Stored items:
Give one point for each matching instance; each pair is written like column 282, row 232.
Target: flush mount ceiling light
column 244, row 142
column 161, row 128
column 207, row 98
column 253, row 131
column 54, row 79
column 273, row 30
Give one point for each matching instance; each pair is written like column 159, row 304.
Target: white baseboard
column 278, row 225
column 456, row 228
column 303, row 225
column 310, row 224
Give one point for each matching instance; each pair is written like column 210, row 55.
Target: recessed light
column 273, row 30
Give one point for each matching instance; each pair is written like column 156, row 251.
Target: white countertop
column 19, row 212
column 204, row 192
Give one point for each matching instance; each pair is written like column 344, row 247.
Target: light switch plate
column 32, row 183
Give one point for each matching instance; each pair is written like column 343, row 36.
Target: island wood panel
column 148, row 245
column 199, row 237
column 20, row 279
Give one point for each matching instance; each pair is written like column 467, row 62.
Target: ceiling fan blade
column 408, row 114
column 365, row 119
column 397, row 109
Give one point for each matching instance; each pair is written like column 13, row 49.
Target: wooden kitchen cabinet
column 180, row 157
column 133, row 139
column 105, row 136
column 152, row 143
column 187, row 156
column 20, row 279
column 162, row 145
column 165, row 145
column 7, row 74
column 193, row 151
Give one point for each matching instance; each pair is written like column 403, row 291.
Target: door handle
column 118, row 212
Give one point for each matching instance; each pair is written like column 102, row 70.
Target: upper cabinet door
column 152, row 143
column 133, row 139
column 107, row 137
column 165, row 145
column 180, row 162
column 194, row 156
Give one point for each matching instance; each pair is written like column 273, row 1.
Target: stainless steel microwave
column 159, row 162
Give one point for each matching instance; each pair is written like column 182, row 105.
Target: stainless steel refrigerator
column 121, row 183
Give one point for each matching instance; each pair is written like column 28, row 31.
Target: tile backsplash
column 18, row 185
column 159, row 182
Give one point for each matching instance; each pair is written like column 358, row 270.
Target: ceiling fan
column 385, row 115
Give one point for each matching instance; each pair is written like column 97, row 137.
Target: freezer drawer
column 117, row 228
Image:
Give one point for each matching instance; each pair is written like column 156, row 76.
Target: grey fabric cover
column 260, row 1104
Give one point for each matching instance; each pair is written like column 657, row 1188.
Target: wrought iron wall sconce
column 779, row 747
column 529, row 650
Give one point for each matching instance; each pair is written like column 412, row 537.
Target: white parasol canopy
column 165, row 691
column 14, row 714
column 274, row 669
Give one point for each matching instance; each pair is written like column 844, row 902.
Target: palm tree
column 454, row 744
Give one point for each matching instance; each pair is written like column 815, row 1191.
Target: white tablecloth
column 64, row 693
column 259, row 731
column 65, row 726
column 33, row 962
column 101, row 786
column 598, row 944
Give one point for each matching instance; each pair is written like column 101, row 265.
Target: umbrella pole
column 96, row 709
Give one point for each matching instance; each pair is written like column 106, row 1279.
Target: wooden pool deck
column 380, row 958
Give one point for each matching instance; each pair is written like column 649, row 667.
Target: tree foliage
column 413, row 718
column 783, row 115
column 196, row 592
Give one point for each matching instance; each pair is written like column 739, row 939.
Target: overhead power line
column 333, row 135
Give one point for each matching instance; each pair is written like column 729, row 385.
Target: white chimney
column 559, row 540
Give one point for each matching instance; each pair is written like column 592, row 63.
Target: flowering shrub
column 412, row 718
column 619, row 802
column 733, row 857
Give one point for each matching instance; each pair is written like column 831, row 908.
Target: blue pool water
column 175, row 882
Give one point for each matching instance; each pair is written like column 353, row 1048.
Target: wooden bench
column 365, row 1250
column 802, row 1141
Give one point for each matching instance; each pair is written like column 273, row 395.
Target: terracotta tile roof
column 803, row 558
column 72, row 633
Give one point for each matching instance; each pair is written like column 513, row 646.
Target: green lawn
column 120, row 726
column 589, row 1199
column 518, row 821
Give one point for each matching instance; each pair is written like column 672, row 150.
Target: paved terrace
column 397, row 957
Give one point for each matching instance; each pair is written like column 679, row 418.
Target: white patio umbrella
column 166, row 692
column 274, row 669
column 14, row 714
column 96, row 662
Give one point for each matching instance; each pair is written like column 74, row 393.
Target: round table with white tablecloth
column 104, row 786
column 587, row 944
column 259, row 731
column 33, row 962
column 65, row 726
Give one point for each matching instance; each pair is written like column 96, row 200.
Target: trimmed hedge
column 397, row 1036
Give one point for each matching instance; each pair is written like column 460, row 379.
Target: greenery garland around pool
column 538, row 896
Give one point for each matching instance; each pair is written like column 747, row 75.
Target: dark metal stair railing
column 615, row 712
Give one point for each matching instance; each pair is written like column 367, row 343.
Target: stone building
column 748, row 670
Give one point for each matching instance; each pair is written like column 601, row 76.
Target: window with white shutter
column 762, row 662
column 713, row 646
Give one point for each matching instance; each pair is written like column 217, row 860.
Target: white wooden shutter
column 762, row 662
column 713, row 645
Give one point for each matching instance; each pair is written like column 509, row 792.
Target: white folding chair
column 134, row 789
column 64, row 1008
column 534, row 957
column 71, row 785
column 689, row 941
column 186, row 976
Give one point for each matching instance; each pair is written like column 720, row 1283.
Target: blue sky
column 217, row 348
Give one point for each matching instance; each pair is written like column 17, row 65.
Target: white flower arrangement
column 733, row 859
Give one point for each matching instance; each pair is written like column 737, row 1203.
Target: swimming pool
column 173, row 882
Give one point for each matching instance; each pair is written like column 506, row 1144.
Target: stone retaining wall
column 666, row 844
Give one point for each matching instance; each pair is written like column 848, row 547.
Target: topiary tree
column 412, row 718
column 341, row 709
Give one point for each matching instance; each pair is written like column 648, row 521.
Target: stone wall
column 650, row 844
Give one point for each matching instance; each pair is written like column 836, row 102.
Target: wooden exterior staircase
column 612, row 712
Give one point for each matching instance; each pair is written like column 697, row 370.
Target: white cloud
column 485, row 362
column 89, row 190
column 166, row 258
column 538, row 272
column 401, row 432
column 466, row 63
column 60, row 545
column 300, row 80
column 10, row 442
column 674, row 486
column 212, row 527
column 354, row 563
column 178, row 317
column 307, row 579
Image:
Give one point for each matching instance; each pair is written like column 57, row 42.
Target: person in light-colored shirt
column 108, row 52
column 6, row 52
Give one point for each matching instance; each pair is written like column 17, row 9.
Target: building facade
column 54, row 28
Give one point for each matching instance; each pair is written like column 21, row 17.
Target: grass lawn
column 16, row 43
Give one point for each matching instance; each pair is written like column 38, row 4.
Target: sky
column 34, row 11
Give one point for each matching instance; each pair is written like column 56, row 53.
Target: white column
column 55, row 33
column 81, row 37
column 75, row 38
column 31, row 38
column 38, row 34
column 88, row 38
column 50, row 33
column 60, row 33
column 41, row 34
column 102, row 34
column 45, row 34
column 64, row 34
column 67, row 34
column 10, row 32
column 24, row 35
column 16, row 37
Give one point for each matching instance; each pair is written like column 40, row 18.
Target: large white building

(To do) What you give back should be exactly the lines of the data above from the line with "844, row 902." through the line with "649, row 667.", both of those included, and nothing more.

(Solution for this exercise)
Give one point for each matching instance; each pair is written like column 844, row 902.
Target: palm tree
column 454, row 744
Give one point for each matching instance; each pair is written like column 815, row 1191.
Target: white tablecloth
column 64, row 693
column 259, row 731
column 65, row 726
column 33, row 962
column 101, row 786
column 598, row 944
Give one point for each matching instance; each pair is written like column 101, row 265.
Target: umbrella pole
column 96, row 709
Give one point for each matching instance; each pair is written like column 106, row 1279.
Target: wooden pool deck
column 380, row 958
Give one point for each matching instance; each pair is written like column 649, row 667.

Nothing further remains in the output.